## Activity
Gather all lines in the records below that include the word "wall".

## Excerpted records
────────────────
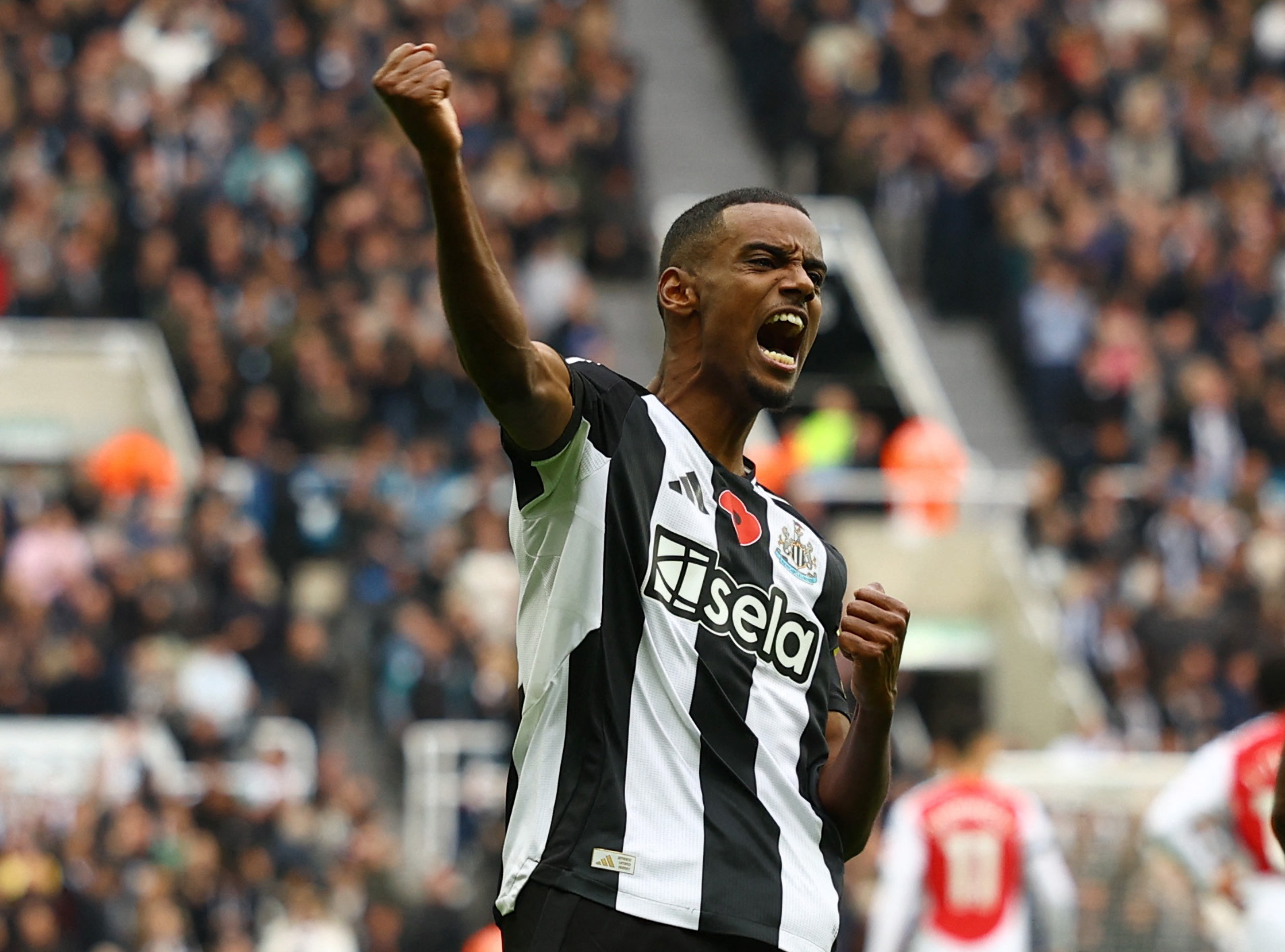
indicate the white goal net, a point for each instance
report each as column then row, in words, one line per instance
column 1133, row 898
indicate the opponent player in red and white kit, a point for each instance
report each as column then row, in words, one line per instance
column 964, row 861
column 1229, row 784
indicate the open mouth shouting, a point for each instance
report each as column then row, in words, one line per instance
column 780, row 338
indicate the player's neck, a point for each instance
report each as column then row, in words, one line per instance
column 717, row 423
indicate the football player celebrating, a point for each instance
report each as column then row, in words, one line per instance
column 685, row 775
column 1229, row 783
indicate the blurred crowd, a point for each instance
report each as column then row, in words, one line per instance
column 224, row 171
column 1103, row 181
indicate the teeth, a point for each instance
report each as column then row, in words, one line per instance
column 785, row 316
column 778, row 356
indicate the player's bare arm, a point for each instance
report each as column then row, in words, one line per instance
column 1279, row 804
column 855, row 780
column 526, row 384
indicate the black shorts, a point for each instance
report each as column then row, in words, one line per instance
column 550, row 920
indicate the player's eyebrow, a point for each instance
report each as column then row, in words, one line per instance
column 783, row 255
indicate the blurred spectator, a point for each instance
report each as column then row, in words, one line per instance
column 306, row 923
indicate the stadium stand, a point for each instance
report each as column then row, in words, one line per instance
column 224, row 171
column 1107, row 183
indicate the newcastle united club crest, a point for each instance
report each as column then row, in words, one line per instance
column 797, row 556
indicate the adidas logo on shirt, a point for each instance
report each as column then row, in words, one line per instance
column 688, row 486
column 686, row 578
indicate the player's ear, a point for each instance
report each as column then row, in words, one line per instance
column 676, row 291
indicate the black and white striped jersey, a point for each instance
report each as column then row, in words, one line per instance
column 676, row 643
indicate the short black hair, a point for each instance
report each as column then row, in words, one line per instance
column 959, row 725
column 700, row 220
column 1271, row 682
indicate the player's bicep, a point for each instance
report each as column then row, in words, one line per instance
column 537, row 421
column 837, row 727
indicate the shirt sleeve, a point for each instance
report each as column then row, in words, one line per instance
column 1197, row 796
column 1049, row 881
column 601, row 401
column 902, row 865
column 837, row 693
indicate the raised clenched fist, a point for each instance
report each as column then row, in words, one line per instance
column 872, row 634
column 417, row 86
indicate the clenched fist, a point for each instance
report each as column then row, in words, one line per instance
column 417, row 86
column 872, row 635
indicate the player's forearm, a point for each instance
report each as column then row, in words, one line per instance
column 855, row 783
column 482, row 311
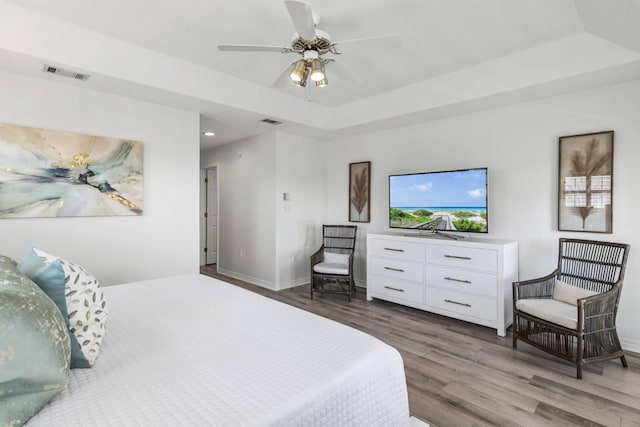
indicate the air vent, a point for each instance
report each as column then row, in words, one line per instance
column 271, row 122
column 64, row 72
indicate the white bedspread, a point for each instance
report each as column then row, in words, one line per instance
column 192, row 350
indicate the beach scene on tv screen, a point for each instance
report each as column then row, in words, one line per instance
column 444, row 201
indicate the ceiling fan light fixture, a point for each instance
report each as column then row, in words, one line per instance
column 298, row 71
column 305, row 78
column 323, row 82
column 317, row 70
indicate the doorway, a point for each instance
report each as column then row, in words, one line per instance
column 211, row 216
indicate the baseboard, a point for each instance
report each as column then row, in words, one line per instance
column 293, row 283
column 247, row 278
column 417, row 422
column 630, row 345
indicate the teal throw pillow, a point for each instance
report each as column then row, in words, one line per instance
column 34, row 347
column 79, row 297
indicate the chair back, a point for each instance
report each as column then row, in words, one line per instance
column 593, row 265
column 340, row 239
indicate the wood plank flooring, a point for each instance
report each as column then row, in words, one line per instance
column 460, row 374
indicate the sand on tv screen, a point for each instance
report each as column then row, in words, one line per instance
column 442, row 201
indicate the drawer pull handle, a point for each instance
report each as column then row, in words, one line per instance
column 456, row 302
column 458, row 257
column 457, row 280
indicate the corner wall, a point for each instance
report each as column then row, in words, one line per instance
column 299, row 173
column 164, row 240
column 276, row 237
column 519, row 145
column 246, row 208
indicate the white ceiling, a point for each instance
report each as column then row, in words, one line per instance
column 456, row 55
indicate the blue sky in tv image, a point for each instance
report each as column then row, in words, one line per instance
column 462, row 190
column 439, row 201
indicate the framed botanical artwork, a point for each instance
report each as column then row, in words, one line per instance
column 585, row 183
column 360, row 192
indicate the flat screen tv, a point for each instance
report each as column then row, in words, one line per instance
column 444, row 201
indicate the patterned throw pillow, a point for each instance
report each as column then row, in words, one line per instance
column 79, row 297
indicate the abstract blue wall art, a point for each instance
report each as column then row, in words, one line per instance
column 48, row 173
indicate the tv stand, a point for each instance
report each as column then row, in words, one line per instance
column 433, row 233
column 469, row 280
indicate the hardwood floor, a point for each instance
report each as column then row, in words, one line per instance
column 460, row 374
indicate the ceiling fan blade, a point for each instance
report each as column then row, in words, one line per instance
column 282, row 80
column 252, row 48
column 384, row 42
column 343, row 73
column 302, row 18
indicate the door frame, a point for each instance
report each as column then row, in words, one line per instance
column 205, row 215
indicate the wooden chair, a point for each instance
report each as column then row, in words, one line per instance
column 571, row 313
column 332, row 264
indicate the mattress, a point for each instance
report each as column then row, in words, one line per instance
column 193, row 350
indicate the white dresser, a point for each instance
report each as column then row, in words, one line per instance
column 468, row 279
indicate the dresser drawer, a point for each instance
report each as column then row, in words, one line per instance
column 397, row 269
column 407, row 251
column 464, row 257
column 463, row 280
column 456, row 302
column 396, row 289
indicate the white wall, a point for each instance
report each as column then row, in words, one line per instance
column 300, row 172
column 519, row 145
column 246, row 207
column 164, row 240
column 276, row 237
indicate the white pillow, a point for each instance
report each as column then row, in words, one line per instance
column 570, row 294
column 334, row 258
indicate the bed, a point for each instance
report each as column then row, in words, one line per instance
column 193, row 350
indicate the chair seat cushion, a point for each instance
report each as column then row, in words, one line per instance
────────────────
## Task result
indicate the corner wall, a point for each instance
indicate the abstract blue wall art, a point for each instance
indicate the white wall, a point for each instance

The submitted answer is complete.